[Start]

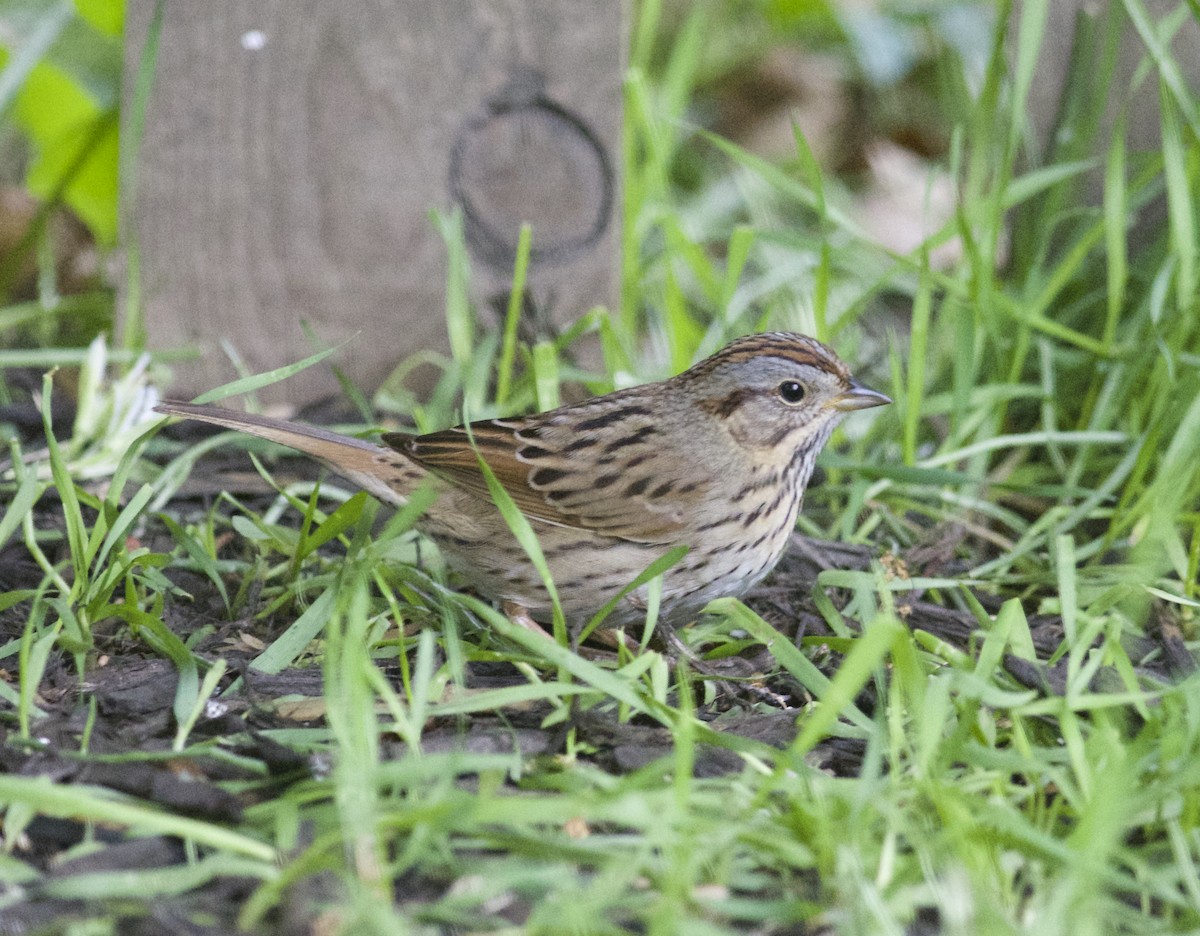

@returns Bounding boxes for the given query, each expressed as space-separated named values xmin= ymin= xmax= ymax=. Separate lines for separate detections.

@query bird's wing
xmin=383 ymin=395 xmax=712 ymax=544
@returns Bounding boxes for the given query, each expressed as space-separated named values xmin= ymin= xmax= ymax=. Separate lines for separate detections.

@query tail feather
xmin=155 ymin=400 xmax=426 ymax=504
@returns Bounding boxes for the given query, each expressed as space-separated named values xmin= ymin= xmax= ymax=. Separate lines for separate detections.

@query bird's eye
xmin=779 ymin=380 xmax=804 ymax=406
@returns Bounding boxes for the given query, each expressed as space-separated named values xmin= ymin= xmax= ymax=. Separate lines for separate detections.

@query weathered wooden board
xmin=122 ymin=0 xmax=624 ymax=401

[End]

◆ EXERCISE OBJECTIVE ◆
Turn every line of the records above into a Markdown table with two columns, Row for a running number and Line for the text. Skip blank lines and leave the pictures out.

◆ TASK ANSWER ◆
| Row | Line |
|---|---|
| 1 | @returns Bounding boxes for the given query, each expressed as space-separated named values xmin= ymin= xmax= ymax=. Separate lines for separate detections. |
| 2 | @query bird's wing |
| 3 | xmin=383 ymin=395 xmax=712 ymax=544 |
| 4 | @returns Bounding boxes for the given query, each expressed as space-separated named values xmin= ymin= xmax= ymax=. Separate lines for separate detections. |
| 5 | @query tail feather |
| 6 | xmin=155 ymin=400 xmax=426 ymax=504 |
| 7 | @returns Bounding boxes for the given query, each expressed as space-separated named values xmin= ymin= xmax= ymax=. Separate lines for separate detections. |
| 8 | @query bird's eye |
| 9 | xmin=779 ymin=380 xmax=804 ymax=406 |
| 10 | @returns Bounding boxes for the given query, each expressed as space-separated named values xmin= ymin= xmax= ymax=. Separate lines for separate detections. |
| 11 | @query weathered wooden board |
| 12 | xmin=122 ymin=0 xmax=624 ymax=401 |